**EXERCISE:** All lines in the data that hold the word "instance" need copying.
===== PROVIDED ENTRIES
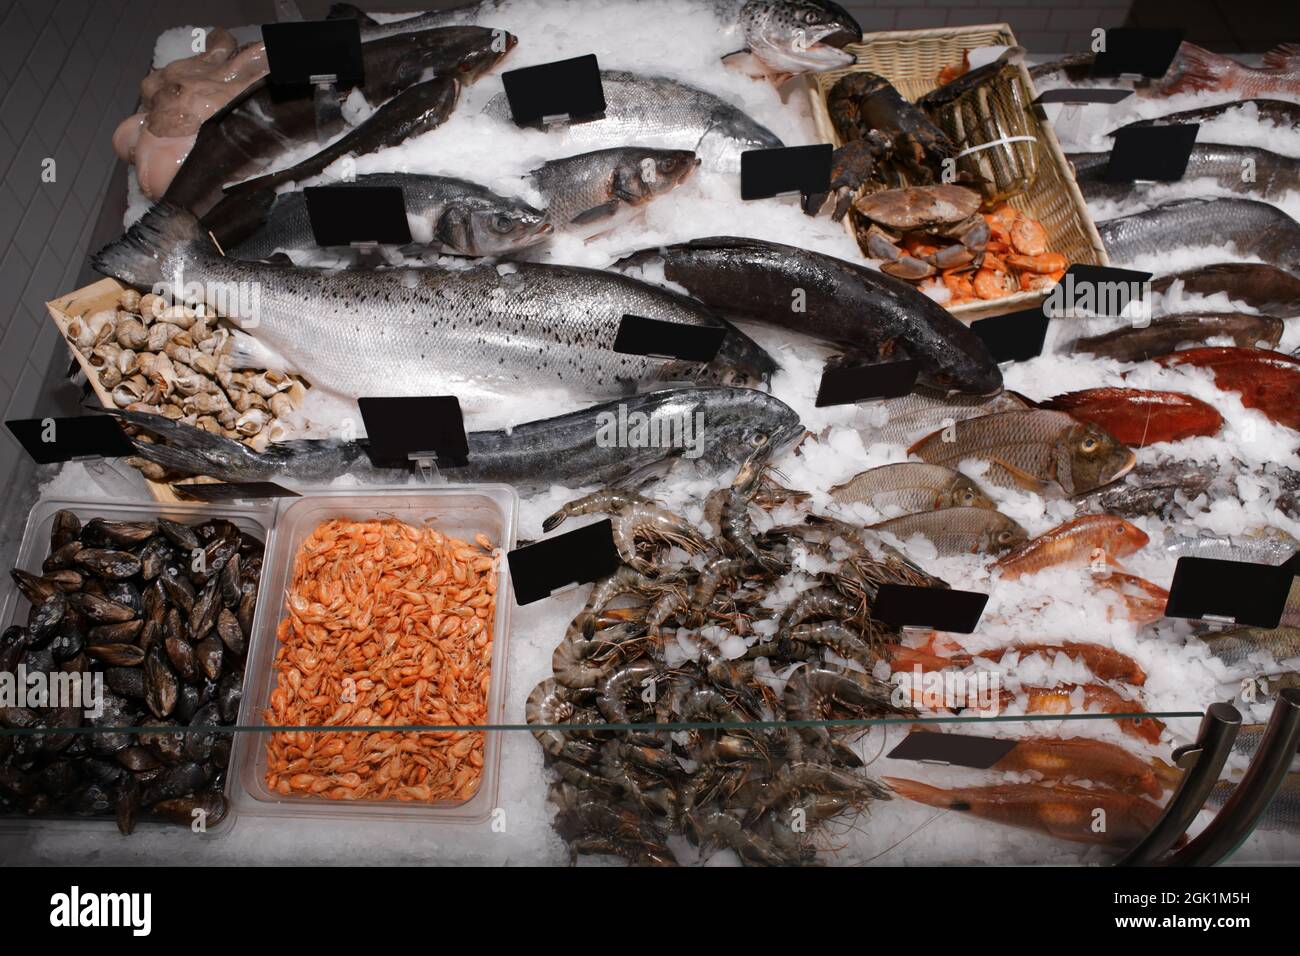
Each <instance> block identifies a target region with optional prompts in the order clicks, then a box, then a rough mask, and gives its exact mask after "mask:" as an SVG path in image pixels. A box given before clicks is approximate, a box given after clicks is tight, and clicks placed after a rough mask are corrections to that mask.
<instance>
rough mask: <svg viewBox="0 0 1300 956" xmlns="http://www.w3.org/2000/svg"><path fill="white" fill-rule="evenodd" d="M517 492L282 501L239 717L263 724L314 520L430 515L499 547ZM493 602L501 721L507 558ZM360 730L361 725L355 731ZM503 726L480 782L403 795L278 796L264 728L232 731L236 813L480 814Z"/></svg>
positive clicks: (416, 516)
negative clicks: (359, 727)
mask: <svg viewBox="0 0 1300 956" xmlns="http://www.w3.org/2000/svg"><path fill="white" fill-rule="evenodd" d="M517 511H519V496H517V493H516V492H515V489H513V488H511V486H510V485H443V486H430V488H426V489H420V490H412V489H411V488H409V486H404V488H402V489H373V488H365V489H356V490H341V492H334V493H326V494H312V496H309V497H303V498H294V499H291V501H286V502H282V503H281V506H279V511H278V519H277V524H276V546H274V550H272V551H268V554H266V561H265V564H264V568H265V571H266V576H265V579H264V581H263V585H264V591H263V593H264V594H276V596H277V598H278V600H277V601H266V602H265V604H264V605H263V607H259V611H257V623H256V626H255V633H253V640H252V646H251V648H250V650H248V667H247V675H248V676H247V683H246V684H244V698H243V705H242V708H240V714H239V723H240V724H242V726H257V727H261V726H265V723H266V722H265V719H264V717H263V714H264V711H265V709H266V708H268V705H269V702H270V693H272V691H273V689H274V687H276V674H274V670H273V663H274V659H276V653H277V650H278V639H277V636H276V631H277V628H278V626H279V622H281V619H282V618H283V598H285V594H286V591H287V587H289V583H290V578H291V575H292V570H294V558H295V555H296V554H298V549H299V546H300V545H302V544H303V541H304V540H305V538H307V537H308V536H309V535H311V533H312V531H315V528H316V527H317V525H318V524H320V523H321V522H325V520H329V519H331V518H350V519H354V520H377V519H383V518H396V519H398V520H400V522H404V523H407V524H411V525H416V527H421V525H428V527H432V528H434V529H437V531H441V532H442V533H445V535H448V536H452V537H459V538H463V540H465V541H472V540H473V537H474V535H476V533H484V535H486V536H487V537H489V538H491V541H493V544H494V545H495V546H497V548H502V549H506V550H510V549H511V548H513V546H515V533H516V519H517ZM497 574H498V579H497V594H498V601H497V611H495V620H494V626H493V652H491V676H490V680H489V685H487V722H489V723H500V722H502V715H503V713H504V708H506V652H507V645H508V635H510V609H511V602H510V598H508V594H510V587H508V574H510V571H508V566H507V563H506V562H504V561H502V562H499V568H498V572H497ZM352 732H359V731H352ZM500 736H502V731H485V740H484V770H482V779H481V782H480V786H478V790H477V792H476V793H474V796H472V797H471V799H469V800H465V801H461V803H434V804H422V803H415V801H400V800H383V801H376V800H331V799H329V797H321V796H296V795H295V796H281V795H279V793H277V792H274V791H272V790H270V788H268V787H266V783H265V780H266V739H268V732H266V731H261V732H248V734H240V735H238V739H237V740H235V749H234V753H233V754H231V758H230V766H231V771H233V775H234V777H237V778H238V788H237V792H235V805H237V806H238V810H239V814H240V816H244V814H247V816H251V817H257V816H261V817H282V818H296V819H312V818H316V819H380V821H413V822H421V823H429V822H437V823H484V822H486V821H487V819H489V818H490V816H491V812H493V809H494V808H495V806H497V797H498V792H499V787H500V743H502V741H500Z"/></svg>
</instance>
==========
**RESULT:**
Each <instance> block identifies a target region with optional prompts in the order clicks, then a box, then a rough mask, and gives its exact mask after "mask:" as an SVG path in image pixels. A box given before clicks is approximate, a box given after clicks is tight, and clicks placed after a rough mask are corrections to that mask.
<instance>
</instance>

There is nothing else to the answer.